ENTRIES PROVIDED
# # # #
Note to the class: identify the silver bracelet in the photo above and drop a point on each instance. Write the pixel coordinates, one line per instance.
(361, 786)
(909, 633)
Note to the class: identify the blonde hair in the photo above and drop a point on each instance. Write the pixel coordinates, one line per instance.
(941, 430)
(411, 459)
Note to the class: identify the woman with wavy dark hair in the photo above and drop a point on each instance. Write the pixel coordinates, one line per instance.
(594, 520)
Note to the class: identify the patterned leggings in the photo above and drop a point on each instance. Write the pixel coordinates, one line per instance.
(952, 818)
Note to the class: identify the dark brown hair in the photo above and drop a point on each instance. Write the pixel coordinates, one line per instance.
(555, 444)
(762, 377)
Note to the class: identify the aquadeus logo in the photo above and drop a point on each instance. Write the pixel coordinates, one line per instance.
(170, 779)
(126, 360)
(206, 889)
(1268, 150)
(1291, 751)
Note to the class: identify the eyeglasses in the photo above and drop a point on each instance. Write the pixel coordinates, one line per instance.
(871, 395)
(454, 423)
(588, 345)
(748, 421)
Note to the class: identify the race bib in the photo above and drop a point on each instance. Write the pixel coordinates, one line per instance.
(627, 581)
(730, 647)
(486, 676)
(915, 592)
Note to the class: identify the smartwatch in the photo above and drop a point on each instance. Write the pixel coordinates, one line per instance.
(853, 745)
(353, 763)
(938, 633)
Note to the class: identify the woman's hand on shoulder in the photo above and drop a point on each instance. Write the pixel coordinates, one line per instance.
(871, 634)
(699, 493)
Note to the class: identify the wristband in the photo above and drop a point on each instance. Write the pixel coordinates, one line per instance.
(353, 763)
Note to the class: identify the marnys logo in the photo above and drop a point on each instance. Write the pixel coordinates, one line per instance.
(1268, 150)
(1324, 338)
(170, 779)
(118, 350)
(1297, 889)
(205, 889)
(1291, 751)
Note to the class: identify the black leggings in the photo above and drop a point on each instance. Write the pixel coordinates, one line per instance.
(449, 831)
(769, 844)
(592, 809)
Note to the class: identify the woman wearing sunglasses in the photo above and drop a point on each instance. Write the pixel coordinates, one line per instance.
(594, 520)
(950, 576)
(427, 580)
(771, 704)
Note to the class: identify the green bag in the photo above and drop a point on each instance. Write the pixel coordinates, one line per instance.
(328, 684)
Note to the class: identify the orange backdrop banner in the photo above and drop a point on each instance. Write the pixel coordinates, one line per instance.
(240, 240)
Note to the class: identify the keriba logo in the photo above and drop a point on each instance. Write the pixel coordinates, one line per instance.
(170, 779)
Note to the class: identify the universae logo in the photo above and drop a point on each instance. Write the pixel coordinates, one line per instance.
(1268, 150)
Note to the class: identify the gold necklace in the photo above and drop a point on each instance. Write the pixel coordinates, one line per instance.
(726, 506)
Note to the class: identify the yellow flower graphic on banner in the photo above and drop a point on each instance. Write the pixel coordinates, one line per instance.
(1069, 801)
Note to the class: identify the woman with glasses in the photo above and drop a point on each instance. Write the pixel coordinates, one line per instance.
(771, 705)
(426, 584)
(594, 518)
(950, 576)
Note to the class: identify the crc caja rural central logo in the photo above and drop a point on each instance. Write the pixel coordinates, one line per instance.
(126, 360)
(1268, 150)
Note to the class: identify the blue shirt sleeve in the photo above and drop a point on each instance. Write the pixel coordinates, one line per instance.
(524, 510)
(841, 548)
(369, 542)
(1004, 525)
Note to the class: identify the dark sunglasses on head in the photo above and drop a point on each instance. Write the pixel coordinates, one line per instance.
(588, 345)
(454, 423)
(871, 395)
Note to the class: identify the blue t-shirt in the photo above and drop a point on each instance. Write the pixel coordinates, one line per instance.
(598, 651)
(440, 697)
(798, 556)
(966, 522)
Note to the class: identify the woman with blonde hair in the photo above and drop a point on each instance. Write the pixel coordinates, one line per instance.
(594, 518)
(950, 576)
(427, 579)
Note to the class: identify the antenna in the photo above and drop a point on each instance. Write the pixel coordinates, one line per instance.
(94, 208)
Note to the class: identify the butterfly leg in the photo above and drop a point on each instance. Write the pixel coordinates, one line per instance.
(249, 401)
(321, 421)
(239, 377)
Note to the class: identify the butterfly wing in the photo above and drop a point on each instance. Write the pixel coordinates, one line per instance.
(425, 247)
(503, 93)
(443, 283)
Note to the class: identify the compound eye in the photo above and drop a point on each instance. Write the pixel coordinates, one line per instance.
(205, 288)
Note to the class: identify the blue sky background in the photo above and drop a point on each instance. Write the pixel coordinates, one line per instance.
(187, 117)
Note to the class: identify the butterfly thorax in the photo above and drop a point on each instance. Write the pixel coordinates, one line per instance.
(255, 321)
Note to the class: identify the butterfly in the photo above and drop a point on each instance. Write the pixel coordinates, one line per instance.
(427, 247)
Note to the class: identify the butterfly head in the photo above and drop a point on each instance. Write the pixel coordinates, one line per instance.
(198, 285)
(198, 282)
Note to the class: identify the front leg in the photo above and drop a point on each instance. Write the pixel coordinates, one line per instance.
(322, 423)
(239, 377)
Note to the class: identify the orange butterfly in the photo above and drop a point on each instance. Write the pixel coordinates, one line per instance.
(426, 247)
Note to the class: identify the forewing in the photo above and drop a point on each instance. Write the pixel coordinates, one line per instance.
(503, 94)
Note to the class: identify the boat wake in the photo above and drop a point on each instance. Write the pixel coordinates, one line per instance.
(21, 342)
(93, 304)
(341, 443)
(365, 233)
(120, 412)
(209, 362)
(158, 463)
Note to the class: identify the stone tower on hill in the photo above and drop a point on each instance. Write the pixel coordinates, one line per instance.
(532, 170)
# # # #
WHAT YOU NEED TO DO
With nothing added or left out, print the data again.

TASK OUTPUT
Note to the class: identify the silver bracelet in the photo above and drop a point on each instance. Write the pixel coordinates, one line per instance.
(361, 786)
(909, 633)
Note to the class: identify the blonde hair in the photo above and drop a point on each instance. Write the pixel coordinates, one line per instance.
(941, 430)
(411, 459)
Note to the class: identify the woman with wavy dark hair in the photo above and drop a point on each instance. Write the pixel coordinates, one line per instance.
(594, 520)
Note to the class: identify the patterned leggings in the photo above and drop a point on each instance. Write the pixel coordinates, one line per instance.
(952, 818)
Note to the class: identify the dark brown hair in the photo above and drop a point on each instance. Write the pixel coordinates, one line per instance.
(555, 444)
(762, 377)
Note to the class: identify the aquadeus logo in the photo above and drop a point on each instance. Write the pixel coordinates, one line per instance.
(170, 779)
(126, 360)
(206, 889)
(1268, 150)
(1291, 751)
Note to the class: identify the eyeglasses in the photo above and drop a point on each instance. Write the pixel coordinates, one line per instance.
(871, 395)
(454, 423)
(588, 345)
(748, 421)
Note to the class: identify the race bib in the photo above and drop a point on each instance. Write the pixel coordinates, one line per instance.
(627, 581)
(730, 647)
(486, 676)
(915, 592)
Note to the class: identify the smartwatch in the photo above and drop a point on each instance. Write the pixel coordinates, one line per instance.
(853, 745)
(353, 763)
(938, 633)
Note to the class: identify the woman's hand on shoulder in the photo above and drop a point on each instance. Write the pixel coordinates, one line per instance.
(871, 634)
(699, 493)
Note to the class: identify the wristband in the photo above and drop a point on each instance. Write the pixel coordinates, one line per instance.
(353, 763)
Note to the class: identify the marnys logo in the photo above and drop a point on each instance. Write the pixel coordinates, one line per instance.
(1268, 150)
(1324, 338)
(170, 779)
(118, 350)
(1297, 889)
(205, 889)
(1291, 751)
Note to the class: identify the black leggings in the photo above and drop a point on each instance. Write the pixel coordinates, one line per instance.
(449, 831)
(769, 844)
(592, 809)
Note to the class: identify the woman wearing sunglasses in the photo above and drop a point on each instance. Write the pixel coordinates, one line per instance.
(594, 520)
(950, 576)
(427, 580)
(771, 704)
Note to the class: identify the green bag in the photo above and drop a point on each instance. Write the pixel coordinates, one line per instance.
(328, 684)
Note to the class: identify the orange backdrop banner in the photo above and drop a point on each instance. Write the pixel coordinates, one line per instance.
(240, 240)
Note to the class: identify the keriba logo in the photo above and drop a point on each instance. Write the pixel coordinates, one line per instance.
(170, 779)
Note to the class: identify the universae logo in the photo above and drop a point on each instance. Write the pixel coordinates, one line per instance.
(1268, 150)
Note to the class: identify the gold necklace in the photo above and drop a point on each instance. Write the pixel coordinates, one line per instance.
(726, 506)
Note to the class: identify the yellow flower graphic on banner in the photo above and drop a point on each instance. Write the pixel coordinates, one line per instance.
(1069, 801)
Note to the class: identify the woman with glasses in the photo above and drop a point on each instance. Write the pixel coordinates, one line per instance.
(771, 705)
(426, 584)
(594, 518)
(950, 576)
Note to the class: identify the crc caja rural central logo in the photo above and drop a point on each instance. Write the pixel coordinates, one line per instance.
(126, 360)
(1268, 150)
Note to the class: identify the blue shirt sleeve in the photo above and drop a point on each instance. Write the pixel coordinates, one line per instance.
(524, 510)
(841, 548)
(369, 542)
(1004, 525)
Note to the class: identify the dark sunglasses on head in the photo above and drop a point on each instance. Write the pixel coordinates, one line per instance.
(588, 345)
(454, 423)
(871, 395)
Note to the class: identify the blue t-shirt in the photo above and drop a point on each instance. Write the pixel coordinates, one line per instance.
(598, 651)
(440, 697)
(798, 556)
(966, 522)
Note to the class: identify the woman with blonde hair in the photo above and drop a point on each instance. Write the pixel coordinates, one line per instance.
(594, 518)
(950, 576)
(427, 579)
Note to the class: identify the antenna in the photo above and drop a point on each instance. Write the pixel coordinates, one line per instance.
(94, 208)
Note to the class: identify the butterfly leg in the photo above and drop a point on each instance. Write the pixel coordinates, one line per instance.
(249, 401)
(321, 421)
(239, 377)
Note to the class: identify the butterfly wing in the photo above and drop a point on each instance. Write the pixel coordinates, one line per instance.
(425, 247)
(503, 93)
(443, 283)
Note to the class: identify the compound eye in the photo above and drop a point on each instance. Write the pixel coordinates, one line per instance.
(205, 288)
Note to the class: identify the blue sky background in the photo above and drop a point on each instance. Write the pixel coordinates, one line per instance.
(187, 117)
Note to the class: identify the butterfly thorax in the photo above and drop a point on each instance. Write the pixel coordinates, one line per instance.
(255, 321)
Note to the class: identify the butterfly in the photo above and drop a point on each instance. Write the pixel coordinates, one line per instance.
(427, 247)
Note to the class: identify the butterfly head in the photo above and drop a point on each instance. Write the pixel coordinates, one line per instance.
(198, 285)
(198, 282)
Note to the class: identify the front leg in the photo above and drop a point on each instance. Write the pixel coordinates, one line per instance.
(322, 423)
(239, 377)
Note to the class: identify the orange butterfly in the photo above and drop a point on each instance. Write the pixel coordinates, one line per instance.
(426, 247)
Note to the class: identify the forewing in the photo above and drop a point on each instance. Write the pixel coordinates, one line per instance.
(503, 94)
Note to the class: identify the boat wake in the photo above and drop a point on each instance. Write the pixel coordinates, one line per instance.
(21, 342)
(93, 304)
(341, 443)
(365, 233)
(120, 412)
(209, 362)
(158, 463)
Note to the class: identify the stone tower on hill in the photo above and drop a point on each instance. Write the pixel coordinates, one line per instance.
(532, 170)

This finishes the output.